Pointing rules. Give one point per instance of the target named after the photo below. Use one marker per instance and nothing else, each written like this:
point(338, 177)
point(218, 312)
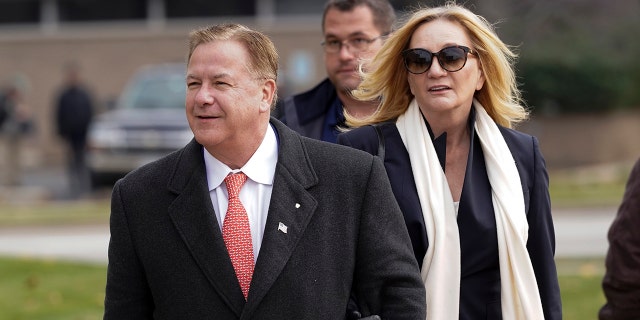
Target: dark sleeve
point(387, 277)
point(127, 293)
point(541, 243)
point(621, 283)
...
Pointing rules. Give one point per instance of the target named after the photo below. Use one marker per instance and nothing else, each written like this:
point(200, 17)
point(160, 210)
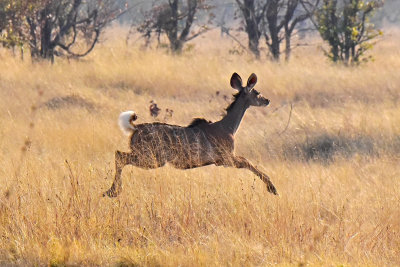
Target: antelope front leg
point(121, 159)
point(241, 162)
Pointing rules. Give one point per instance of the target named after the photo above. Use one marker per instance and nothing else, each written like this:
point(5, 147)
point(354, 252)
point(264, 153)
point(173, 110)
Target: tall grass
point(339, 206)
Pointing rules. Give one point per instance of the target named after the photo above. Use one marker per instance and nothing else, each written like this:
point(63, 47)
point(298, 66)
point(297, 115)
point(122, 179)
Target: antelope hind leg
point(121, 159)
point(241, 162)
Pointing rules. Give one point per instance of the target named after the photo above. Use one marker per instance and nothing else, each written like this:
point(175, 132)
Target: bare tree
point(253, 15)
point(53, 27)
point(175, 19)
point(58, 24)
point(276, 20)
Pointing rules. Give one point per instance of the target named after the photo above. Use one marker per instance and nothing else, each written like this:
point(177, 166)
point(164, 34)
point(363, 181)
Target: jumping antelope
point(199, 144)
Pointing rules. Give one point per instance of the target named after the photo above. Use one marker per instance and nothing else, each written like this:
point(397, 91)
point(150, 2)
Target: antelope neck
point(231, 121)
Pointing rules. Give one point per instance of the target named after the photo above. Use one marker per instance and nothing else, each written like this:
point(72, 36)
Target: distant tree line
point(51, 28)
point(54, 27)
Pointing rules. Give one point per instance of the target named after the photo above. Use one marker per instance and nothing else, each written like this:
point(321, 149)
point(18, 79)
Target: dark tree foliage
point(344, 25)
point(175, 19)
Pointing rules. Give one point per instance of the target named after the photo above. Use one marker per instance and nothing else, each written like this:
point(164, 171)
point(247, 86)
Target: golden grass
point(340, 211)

• Exercise
Pick out every line in the listing above that contains the word "tree" and copy each of those lines.

• Expected answer
Target: bare tree
Target: distant tree line
Target: dark tree foliage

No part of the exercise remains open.